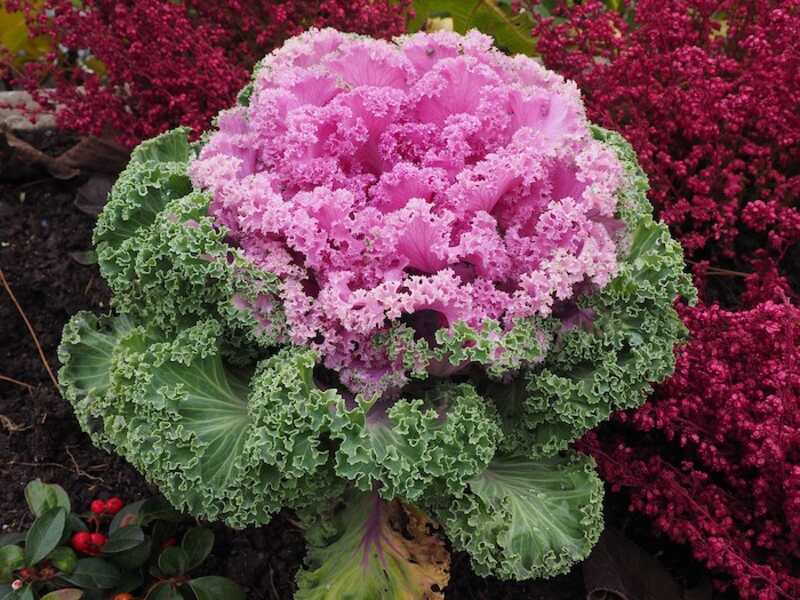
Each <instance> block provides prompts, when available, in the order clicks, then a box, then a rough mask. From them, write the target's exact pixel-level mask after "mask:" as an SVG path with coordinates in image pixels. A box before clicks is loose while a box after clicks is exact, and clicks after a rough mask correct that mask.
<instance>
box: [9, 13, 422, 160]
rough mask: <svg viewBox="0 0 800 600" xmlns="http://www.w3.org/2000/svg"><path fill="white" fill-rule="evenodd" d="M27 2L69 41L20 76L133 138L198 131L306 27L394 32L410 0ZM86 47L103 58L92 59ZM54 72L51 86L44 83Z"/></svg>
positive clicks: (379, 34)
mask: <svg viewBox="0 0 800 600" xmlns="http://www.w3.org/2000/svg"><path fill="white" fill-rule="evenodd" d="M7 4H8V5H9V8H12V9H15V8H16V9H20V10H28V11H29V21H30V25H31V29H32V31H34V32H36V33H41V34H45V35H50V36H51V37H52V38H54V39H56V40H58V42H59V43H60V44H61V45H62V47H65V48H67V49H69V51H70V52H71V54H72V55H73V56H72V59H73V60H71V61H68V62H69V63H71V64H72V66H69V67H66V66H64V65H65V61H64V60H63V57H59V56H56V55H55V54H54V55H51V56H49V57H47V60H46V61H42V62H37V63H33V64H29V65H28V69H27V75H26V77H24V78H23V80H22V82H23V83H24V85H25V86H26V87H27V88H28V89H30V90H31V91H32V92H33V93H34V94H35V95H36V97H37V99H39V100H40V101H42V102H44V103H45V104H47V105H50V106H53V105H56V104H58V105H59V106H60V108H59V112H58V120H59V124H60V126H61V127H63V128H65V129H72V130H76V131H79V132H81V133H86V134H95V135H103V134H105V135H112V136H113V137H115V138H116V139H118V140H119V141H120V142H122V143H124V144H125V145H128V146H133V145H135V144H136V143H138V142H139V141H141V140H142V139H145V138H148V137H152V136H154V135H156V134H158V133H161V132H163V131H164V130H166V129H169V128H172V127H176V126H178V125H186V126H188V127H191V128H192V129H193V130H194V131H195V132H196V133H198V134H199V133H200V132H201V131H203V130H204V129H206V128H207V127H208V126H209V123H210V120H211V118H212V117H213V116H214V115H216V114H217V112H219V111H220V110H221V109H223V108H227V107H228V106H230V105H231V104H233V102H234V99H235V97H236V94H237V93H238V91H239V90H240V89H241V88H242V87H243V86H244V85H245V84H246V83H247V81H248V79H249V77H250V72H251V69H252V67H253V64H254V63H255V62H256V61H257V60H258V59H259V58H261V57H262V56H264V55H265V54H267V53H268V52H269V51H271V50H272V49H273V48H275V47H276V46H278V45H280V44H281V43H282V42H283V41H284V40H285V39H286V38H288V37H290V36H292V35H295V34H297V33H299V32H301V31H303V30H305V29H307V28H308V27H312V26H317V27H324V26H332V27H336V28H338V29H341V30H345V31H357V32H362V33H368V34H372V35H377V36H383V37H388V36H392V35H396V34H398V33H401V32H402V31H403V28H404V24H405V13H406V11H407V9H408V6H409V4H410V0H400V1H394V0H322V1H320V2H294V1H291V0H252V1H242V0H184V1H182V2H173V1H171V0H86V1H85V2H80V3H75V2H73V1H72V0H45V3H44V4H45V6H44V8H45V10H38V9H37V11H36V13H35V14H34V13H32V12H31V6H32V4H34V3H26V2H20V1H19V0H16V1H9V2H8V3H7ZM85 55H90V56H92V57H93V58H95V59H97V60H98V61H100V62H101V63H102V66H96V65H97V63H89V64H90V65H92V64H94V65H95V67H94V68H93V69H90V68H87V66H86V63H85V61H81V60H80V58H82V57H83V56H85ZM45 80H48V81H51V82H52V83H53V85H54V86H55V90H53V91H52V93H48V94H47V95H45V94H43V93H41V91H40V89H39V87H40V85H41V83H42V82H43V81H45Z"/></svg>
------------------------------
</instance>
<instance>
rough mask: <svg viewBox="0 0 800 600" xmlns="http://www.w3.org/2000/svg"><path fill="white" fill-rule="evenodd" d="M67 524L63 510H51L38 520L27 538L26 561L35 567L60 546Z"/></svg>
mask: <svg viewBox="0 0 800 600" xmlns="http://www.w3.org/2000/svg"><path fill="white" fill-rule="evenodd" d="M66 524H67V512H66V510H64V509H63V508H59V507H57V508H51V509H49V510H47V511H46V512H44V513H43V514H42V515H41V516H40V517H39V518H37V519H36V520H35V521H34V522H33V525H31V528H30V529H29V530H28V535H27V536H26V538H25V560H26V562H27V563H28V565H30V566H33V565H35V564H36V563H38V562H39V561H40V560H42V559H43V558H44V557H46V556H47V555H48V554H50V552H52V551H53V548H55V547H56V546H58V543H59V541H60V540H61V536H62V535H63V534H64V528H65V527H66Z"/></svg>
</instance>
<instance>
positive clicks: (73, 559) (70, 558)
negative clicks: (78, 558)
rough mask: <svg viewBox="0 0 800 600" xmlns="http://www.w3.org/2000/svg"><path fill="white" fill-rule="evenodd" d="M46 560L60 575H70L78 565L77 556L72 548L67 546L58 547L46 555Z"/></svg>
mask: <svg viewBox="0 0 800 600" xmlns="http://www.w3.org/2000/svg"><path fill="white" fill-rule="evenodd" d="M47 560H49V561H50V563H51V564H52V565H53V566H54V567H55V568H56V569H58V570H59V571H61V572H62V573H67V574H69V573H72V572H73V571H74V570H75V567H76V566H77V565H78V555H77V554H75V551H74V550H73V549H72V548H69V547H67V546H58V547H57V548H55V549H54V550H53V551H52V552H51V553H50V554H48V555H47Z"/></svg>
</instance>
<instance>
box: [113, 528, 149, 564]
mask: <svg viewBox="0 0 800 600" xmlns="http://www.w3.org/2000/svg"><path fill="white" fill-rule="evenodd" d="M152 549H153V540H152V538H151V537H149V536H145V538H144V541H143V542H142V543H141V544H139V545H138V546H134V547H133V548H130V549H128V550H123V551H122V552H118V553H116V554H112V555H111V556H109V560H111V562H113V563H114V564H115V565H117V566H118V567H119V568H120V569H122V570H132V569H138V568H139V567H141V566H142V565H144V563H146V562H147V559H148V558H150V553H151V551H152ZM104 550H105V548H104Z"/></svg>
------------------------------
Word for word, restate the lines above from the line containing "Each <instance> block" through the line containing "2L69 41L20 76L133", with both included and nothing else.

ANSWER SECTION -
Each <instance> block provides prompts, when available, in the order clicks, then a box, then a rough mask. From them, write the target's exact pixel-level mask after "mask:" as an SVG path with coordinates in image pixels. A box before clicks is loose while a box after clicks is exact, and clicks after a rough mask correct that mask.
<instance>
box: [9, 13, 422, 160]
rough mask: <svg viewBox="0 0 800 600" xmlns="http://www.w3.org/2000/svg"><path fill="white" fill-rule="evenodd" d="M27 2L69 41L20 76L133 138L198 131L306 27L394 32L410 0ZM86 47L103 58L92 59ZM54 72L51 86L44 83Z"/></svg>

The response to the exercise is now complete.